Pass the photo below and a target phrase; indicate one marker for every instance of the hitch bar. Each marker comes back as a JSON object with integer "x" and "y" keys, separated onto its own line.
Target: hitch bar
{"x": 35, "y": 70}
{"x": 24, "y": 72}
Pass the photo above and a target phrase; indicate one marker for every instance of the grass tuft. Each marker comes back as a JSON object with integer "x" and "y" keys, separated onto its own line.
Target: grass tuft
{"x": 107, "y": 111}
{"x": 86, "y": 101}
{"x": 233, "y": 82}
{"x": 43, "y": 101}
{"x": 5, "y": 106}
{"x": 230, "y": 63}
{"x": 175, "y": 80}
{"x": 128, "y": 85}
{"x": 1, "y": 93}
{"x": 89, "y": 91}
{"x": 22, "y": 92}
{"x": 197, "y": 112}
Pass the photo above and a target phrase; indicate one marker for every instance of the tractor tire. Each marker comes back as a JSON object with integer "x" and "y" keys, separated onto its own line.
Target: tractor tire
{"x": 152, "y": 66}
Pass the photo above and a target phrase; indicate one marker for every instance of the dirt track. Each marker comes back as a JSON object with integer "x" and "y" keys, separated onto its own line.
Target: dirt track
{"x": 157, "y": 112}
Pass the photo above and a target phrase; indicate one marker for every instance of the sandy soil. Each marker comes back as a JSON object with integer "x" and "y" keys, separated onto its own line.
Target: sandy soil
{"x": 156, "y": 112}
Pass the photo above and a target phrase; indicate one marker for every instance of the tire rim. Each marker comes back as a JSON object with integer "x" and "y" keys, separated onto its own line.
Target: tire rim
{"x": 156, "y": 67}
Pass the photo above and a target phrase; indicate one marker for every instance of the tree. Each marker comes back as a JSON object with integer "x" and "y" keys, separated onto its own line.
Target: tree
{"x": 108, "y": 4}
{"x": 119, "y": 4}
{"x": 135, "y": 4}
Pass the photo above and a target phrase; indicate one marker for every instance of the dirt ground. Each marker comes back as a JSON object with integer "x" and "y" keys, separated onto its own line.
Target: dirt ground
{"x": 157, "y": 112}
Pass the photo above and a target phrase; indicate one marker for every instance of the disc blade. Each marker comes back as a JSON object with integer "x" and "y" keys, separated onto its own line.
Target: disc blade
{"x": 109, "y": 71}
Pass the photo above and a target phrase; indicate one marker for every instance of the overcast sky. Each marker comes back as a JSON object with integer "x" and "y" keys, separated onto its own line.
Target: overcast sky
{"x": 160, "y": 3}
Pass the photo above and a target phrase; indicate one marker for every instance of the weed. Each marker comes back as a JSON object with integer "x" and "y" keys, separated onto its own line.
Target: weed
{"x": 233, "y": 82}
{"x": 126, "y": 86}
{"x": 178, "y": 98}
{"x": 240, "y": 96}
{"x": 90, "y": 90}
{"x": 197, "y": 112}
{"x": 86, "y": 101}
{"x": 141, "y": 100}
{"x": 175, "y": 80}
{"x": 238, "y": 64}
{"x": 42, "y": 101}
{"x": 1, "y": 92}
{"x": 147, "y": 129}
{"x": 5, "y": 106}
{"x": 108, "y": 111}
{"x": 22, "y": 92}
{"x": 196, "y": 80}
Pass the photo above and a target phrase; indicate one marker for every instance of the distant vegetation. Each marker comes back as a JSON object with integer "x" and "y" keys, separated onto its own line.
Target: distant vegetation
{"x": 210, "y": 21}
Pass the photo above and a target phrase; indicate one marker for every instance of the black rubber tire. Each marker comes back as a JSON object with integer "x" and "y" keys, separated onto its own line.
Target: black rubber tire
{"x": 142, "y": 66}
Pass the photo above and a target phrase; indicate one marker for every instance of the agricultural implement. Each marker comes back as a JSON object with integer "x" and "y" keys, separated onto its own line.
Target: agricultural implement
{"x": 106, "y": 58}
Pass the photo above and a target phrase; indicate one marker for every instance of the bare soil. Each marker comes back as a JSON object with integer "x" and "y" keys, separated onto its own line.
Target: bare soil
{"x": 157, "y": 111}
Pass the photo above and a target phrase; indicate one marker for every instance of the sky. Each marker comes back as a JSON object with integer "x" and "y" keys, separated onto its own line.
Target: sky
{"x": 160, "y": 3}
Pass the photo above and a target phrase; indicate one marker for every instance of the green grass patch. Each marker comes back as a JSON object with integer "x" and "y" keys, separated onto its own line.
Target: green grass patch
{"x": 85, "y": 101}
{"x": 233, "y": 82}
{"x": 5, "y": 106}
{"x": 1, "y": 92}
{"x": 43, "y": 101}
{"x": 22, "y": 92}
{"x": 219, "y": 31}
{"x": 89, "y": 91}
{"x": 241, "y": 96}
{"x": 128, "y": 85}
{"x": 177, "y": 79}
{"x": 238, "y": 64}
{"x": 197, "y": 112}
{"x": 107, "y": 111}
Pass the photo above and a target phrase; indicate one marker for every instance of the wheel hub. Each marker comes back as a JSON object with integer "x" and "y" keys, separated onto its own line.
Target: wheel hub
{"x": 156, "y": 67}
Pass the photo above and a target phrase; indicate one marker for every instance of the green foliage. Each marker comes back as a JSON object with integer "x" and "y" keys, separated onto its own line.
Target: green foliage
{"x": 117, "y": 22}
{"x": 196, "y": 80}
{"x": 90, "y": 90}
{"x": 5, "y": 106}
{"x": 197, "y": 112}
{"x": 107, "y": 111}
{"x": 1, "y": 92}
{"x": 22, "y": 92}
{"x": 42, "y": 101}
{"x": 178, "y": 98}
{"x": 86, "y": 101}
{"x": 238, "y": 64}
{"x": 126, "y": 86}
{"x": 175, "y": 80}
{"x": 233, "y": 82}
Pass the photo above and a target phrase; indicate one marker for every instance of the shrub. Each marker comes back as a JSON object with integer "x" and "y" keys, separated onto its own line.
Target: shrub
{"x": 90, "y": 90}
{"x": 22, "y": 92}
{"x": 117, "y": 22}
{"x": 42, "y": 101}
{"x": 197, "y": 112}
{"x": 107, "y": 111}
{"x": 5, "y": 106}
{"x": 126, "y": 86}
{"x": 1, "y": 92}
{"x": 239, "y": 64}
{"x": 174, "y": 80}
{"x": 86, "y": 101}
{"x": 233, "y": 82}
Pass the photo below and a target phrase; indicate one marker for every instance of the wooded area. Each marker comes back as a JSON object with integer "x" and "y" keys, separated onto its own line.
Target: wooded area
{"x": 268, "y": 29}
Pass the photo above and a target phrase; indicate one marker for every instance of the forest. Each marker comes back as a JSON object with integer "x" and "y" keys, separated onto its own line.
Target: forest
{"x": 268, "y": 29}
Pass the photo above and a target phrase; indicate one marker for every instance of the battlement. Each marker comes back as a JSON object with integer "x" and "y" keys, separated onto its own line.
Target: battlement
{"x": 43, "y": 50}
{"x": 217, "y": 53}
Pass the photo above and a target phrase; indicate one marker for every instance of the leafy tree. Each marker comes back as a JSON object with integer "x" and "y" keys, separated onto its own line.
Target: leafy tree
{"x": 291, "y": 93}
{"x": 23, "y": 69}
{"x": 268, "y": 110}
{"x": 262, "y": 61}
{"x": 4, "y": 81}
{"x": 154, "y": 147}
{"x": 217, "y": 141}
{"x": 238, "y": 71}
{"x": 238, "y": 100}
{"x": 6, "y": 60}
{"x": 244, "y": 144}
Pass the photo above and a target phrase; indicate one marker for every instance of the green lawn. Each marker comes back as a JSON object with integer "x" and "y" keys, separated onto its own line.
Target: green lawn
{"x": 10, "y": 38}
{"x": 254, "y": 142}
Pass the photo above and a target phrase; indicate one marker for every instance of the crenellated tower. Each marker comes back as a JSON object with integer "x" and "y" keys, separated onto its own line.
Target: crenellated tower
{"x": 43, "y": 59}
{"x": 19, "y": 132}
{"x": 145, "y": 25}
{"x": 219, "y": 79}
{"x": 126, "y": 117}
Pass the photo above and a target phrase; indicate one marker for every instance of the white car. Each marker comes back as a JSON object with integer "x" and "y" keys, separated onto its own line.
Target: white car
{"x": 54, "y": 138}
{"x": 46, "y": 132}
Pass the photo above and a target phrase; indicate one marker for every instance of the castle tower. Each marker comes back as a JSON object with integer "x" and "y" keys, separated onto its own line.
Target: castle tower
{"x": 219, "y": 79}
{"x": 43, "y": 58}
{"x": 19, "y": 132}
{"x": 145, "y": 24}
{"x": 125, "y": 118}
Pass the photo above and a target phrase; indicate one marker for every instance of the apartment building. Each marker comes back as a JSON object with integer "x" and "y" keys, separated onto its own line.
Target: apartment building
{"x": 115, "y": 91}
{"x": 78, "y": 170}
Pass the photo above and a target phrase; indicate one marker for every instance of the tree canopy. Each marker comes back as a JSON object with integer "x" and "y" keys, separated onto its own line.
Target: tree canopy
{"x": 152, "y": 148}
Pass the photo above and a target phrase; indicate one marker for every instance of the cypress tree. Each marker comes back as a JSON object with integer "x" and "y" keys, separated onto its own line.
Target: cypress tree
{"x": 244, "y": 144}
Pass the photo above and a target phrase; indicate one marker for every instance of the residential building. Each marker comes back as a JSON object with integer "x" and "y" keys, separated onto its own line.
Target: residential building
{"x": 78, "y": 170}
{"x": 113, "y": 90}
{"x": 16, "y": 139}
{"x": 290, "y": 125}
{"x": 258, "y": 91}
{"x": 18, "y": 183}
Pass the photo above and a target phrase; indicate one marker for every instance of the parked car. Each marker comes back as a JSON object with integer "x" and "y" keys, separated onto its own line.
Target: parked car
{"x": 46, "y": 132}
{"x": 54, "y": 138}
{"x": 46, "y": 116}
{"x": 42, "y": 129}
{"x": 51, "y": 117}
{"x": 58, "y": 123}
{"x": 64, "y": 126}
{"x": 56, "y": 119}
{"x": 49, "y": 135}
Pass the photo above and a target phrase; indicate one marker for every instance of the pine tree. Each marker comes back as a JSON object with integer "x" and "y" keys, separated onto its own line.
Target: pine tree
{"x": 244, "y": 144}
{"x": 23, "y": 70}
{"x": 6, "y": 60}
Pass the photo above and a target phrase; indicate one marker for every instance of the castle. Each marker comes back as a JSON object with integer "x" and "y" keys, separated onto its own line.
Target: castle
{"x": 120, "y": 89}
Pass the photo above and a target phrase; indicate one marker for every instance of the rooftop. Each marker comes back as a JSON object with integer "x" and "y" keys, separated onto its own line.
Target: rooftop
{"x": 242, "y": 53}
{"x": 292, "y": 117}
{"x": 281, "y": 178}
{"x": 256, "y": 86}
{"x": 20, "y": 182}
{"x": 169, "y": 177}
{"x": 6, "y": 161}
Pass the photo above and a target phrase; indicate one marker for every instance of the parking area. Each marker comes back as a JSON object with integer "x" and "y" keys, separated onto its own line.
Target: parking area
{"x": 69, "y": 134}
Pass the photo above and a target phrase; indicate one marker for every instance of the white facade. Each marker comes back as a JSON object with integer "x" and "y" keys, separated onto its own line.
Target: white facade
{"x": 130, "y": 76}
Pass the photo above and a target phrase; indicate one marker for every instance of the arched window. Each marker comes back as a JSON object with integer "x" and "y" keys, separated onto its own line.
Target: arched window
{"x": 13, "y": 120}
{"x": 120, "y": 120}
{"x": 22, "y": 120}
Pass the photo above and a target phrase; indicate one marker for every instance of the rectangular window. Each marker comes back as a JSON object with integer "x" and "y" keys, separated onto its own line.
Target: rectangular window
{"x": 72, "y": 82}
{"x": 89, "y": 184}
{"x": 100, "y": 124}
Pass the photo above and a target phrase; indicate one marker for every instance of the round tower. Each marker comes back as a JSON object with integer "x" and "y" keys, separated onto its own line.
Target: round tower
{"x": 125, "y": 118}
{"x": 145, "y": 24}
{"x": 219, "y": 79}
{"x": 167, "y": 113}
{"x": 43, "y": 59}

--*--

**TASK**
A line belongs in the answer if it contains the word "below"; please copy each such line from the material.

**WRITTEN ANSWER**
Pass the photo below and a target phrase; indicate one marker for every instance of the hitch bar. Each marker comes back as a JSON object with integer "x" and "y" keys, separated onto its own line.
Pass the photo below and a target phrase; indicate one marker for every instance of the wooded area. Each marker comes back as a JSON object with integer "x" and "y" keys, separated onto its own line.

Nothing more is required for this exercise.